Source passage:
Thread

  1. Startup PANIC on standby promotion due to zero-filled WAL segment

    Alena Vinter <dlaaren8@gmail.com> — 2025-12-23T07:02:15Z

    Hi hackers,
    
    During replication, when a new timeline is detected, PostgreSQL creates a
    new zero-filled WAL segment on the new timeline instead of copying the
    partial segment from the previous timeline. This diverges from the behavior
    during timeline switches at startup.
    This discrepancy can cause problems — especially under slow replication.
    Consider the following scenario:
    
     last record in TLI |     | timeline switch point
                        v     v
    |-----TLI N---------------|0000000000000000000
                              |
    |-----TLI N+1--00000000000|0000000000000000000
    
    If a standby is promoted before the WAL segment containing the last record
    of the previous timeline has been fully copied to the new timeline, startup
    may fail. We have observed this in production, where recovery aborts with
    "PANIC: invalid magic number 0000 in WAL segment ..."
    
    I’ve attached:
    * a patch and a TAP test that reproduce the issue;
    * a draft patch that, on timeline switch during recovery, copies the
    remainder of the current WAL segment from the old timeline — matching the
    behavior used after crash recovery at startup.
    All existing regression tests pass with the patch applied, but I plan to
    add more targeted test cases.
    
    I’d appreciate your feedback. In particular:
    * Is this behavior (not copying the segment during replication) intentional?
    * Are there edge cases I might be overlooking?
    
    ---
    Best wishes,
    Alena Vinter
    
  2. Re: Startup PANIC on standby promotion due to zero-filled WAL segment

    Michael Paquier <michael@paquier.xyz> — 2025-12-23T08:38:13Z

    On Tue, Dec 23, 2025 at 02:02:15PM +0700, Alena Vinter wrote:
    > If a standby is promoted before the WAL segment containing the last record
    > of the previous timeline has been fully copied to the new timeline, startup
    > may fail. We have observed this in production, where recovery aborts with
    > "PANIC: invalid magic number 0000 in WAL segment ..."
    > 
    > I’ve attached:
    > * a patch and a TAP test that reproduce the issue;
    > * a draft patch that, on timeline switch during recovery, copies the
    > remainder of the current WAL segment from the old timeline — matching the
    > behavior used after crash recovery at startup.
    > All existing regression tests pass with the patch applied, but I plan to
    > add more targeted test cases.

Short problem A:
Answer these questions about the PostgreSQL WAL thread, one per line:
(i) During replication, what does PostgreSQL create when it detects a new timeline?
(ii) On a timeline switch during recovery, what does the draft patch copy?
(iii) Who wrote the reply in the thread, and at what timestamp?
Short problem B:
Write the next part of the PostgreSQL WAL thread, picking up after its final quoted line.

Entries supplied:
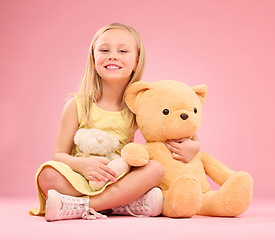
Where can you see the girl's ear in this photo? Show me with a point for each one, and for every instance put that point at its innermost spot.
(201, 91)
(133, 94)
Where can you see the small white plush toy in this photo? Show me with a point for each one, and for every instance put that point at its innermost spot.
(97, 143)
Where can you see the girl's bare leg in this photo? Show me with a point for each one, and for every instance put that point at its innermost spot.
(129, 188)
(126, 190)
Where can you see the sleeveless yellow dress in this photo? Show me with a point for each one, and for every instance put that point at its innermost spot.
(116, 123)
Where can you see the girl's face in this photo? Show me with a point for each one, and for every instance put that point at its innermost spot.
(115, 56)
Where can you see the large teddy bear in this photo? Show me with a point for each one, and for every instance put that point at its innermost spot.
(171, 110)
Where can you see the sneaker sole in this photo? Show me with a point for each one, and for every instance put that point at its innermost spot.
(52, 204)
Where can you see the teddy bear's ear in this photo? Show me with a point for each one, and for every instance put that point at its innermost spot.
(133, 94)
(201, 91)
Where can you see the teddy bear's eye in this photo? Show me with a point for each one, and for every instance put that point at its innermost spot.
(165, 111)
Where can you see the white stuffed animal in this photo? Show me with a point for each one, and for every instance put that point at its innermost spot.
(97, 143)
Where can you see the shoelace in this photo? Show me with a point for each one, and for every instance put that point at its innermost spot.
(72, 206)
(91, 214)
(137, 206)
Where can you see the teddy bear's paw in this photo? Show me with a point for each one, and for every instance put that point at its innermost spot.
(238, 193)
(96, 185)
(135, 154)
(184, 197)
(232, 199)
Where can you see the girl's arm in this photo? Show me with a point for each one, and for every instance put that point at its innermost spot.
(90, 168)
(184, 149)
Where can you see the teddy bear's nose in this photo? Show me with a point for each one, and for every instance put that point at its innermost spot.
(184, 116)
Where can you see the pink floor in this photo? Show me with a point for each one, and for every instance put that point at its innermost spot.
(15, 223)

Exercise result A:
(i) A new zero-filled WAL segment on the new timeline.
(ii) The remainder of the current WAL segment from the old timeline.
(iii) Michael Paquier, 2025-12-23T08:38:13Z.

Exercise result B:
    > 
    > I’d appreciate your feedback. In particular:
    > * Is this behavior (not copying the segment during replication) intentional?
    > * Are there edge cases I might be overlooking?
    
    The failure pattern is different in v18/master vs the rest of the
    world.  v17 and older branches just wait for the standby node to start
    at the end with your test.  Anyway, the problem is the same as far as
    I can see, with the test generating the following post-patch:
    2025-12-23 17:08:37.494 JST startup[32689] LOG:  unexpected pageaddr 
    0/0305E000 in WAL segment 000000020000000000000003, LSN 0/03060000,
    offset 393216
    2025-12-23 17:08:37.494 JST startup[32689] FATAL:  according to
    history file, WAL location 0/0305FFD0 belongs to timeline 1, but
    previous recovered WAL file came from timeline 2
    
    This would be right, because you are losing the records of the first
    INSERT and TLI 1 diverges on the primary.  Now, the reason why you are
    losing these records is because of the way the test is set up.  fsync
    is off on the primary, hence you are forcing what looks like a
    corruption scenario by forcing a node to be promoted with some of its
    WAL records missing.  I am unconvinced with the problem the way you
    are showing it.  This primarily shows that setting fsync=off is a bad
    idea to force a divergence in timelines, with the segment missing
    while the records should be there.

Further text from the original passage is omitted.